What you should do » In the records below, from the line with "Would you mind boxing the dog's paw?" to the line with "[208,197,331,310]", substitute "Could you box" for "Would you mind boxing" and reproduce only those lines, leaving everything else unchanged.

## BEGIN Listing

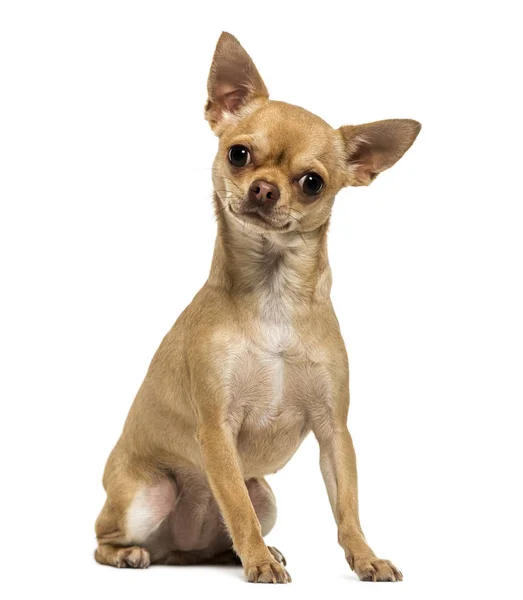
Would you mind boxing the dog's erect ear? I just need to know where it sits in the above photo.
[205,31,269,130]
[340,119,421,185]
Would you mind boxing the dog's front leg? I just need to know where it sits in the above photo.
[314,404,402,581]
[199,414,291,583]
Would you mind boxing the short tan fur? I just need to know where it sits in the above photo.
[95,33,421,583]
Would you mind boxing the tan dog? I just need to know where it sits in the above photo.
[95,33,420,583]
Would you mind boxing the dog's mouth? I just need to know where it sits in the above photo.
[229,204,291,231]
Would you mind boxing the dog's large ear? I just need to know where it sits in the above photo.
[205,31,269,131]
[339,119,421,185]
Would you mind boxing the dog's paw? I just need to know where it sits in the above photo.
[114,546,151,569]
[245,560,291,583]
[267,546,287,567]
[349,557,403,581]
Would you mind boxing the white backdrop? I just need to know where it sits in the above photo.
[0,0,523,600]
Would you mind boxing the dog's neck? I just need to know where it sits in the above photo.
[208,197,331,310]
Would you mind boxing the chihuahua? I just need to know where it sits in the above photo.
[95,33,421,583]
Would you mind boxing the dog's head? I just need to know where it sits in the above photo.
[205,33,421,232]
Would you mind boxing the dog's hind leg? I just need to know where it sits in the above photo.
[94,456,176,569]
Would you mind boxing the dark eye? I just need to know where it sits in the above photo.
[229,144,251,167]
[298,173,323,196]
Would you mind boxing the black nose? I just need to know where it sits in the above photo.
[249,179,280,208]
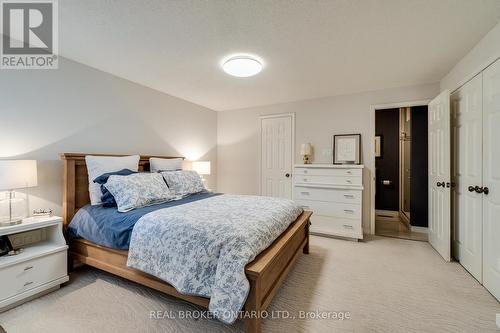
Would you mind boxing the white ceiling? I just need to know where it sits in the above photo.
[59,0,500,110]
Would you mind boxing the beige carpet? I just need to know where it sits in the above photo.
[0,237,500,333]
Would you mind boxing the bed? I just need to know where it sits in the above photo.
[61,153,311,332]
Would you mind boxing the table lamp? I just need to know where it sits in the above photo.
[0,160,37,227]
[191,161,210,189]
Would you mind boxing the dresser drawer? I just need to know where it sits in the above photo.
[293,186,362,204]
[310,214,363,239]
[295,175,363,186]
[295,167,363,177]
[0,251,67,300]
[295,200,361,219]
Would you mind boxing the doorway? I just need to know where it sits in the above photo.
[375,105,428,241]
[260,113,295,199]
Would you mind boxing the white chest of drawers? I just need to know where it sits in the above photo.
[293,164,363,239]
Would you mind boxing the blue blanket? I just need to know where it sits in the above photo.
[68,192,220,250]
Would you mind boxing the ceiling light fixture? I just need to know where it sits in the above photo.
[222,55,263,77]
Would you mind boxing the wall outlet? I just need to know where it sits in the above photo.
[321,148,332,157]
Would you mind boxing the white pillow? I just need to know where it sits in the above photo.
[85,155,140,205]
[149,157,183,172]
[161,170,206,196]
[104,172,174,213]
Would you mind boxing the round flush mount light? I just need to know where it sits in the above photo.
[222,55,263,77]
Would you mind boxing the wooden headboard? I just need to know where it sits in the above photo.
[61,153,183,229]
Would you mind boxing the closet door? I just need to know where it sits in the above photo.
[483,60,500,300]
[428,90,451,261]
[451,74,483,282]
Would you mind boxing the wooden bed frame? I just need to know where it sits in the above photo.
[61,153,312,333]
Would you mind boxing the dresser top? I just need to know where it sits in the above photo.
[294,163,365,169]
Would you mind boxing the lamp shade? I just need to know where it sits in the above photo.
[192,161,210,175]
[0,160,37,191]
[300,143,312,155]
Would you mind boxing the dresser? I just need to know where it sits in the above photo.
[0,216,68,312]
[293,164,363,239]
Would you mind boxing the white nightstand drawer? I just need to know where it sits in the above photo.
[293,186,363,204]
[295,200,361,219]
[295,167,363,177]
[310,214,363,239]
[0,250,67,300]
[295,175,363,186]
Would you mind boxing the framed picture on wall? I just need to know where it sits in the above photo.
[375,135,382,157]
[333,134,361,164]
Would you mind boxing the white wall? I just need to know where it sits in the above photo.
[0,59,217,214]
[217,83,439,232]
[440,23,500,91]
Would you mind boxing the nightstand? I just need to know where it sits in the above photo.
[0,216,69,312]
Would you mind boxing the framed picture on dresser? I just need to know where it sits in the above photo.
[333,134,361,164]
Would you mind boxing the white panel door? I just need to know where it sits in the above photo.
[483,61,500,300]
[261,114,294,199]
[451,74,483,282]
[429,90,451,261]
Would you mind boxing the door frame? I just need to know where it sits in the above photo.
[369,99,432,235]
[258,112,295,199]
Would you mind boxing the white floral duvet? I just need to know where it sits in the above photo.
[127,194,302,323]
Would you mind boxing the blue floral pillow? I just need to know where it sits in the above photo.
[94,169,137,207]
[161,170,206,196]
[104,173,175,212]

## END Listing

Problem solution »
Could you box the dog's paw? I just need to know where it sits in the above photo.
[114,546,151,569]
[245,560,291,583]
[267,546,287,567]
[349,557,403,581]
Could you box the white backdrop? I just need to know where it sits in the above photo.
[0,0,523,600]
Could you box the dog's neck? I just need to know where it sits in the above photo.
[208,197,331,310]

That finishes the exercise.